Articolo
________________
Segna il passo il piano di privatizzazione delle aziende di stato annunciato oltre un anno fa dal governo russo. Dopo i “selvaggi” anni ’90, quando la vendita del patrimonio pubblico era stata definita dalla voce popolare prikhvatizatsiya, arraffa più che puoi , il paese diffida vedendo in ogni annuncio di liquidazione dei giganti dell’economia federale la svendita delle ricchezze nazionali. Cosi è successo anche nell’autunno 2009 quando l´allora vice premier Igor Shuvalov ha sottolineato la necessità di una nuova ondata di dismissioni. Un tentativo di far dimenticare gli eccessi degli anni ’90 si era già avuto nel 2006 e 2007 con le offerte pubbliche di vendite dell’azienda petrolifera Rosneft e la banca Vtb. Con risultati non certo esaltanti. Vtb raccoglieva 8 miliardi di dollari ma il controllo del primo istituto russo restava saldamente, 85,5%, nelle mani dello stato. Quattro anni dopo un altro 10% di della banca passava in mani private. Ancora più macchinoso il processo di privatizzazione di Rosneft, le cui azioni continuano a portano il marchio della controversia legata all’acquisizione Yukos.
________________
Record del dataset
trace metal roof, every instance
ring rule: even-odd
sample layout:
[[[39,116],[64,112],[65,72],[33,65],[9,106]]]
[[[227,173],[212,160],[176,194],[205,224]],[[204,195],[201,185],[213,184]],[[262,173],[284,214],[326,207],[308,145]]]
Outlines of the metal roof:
________________
Compiti da svolgere
**a)** Indica se le affermazioni (i), (ii) e (iii) concordano con l'articolo sulle privatizzazioni russe, rispondendo sì o no per ciascuna e citando testualmente le parole decisive dell'articolo.
(i) Nell'autunno 2009 Igor Shuvalov, allora vice premier, sottolineò la necessità di nuove dismissioni.
(ii) Dopo l'offerta pubblica di Vtb, lo stato perse il controllo della banca.
(iii) L'offerta di Vtb raccolse 10 miliardi di dollari.
**b)** Scrivi, per favore, il seguito dell'articolo sulle privatizzazioni russe, partendo dopo la sua ultima frase.

Risposte per compito
**a)**
(i) Sì: "nell’autunno 2009 quando l´allora vice premier Igor Shuvalov ha sottolineato la necessità di una nuova ondata di dismissioni"
(ii) No: "il controllo del primo istituto russo restava saldamente, 85,5%, nelle mani dello stato"
(iii) No: "Vtb raccoglieva 8 miliardi di dollari"

**b)**
25 miliardi di dollari ma il governo è diviso
 
Nell’estate 2010 il ministero dello sviluppo economico metteva le carte in tavola e sottolineava il valore dell’operazione: un incasso di circa 25 miliardi di dollari per il tesoro federale tra il 2012 e il 2016. Una somma che servirà a riprendere il controllo sul deficit federale. Secondo stime fatte dall’ex ministro delle finanze Kudrin, il disavanzo statale, al 4 percento nel 2011, dovrebbe scendere di un punto l’anno fino a raggiungere il 2% entro il 2013. Una road map finanziaria per l’equilibrio di bilancio da raggiungere entro l’anno fiscale 2015. Il prezzo da pagare? Uscire completamente o vendere i pacchetti di maggioranza di aziende non ritenute strategicamente vitali o indispensabili alla sicurezza nazionale. Senza però abbandonare al proprio destino le infrastrutture dismesse. Una golden share temporanea sarebbe poi il mezzo con cui il Cremlino potrebbe continuare a dire la sua almeno nelle prime fasi del processo. Nomi importanti nella lista delle aziende che cambieranno status. Giganti petroliferi come Rosneft e Transneft, il produttore d’elettricità Rushydro, le banche VTB et Sberbank, l’istituto agricolo Rosselkhozbank, la compagnia aerea Aeroflot e quella di trasporti maritimi Sovkomflot, l´agenzia di credito ipotecario AIJK. Un elenco in attesa della parola finale dell’esecutivo russo.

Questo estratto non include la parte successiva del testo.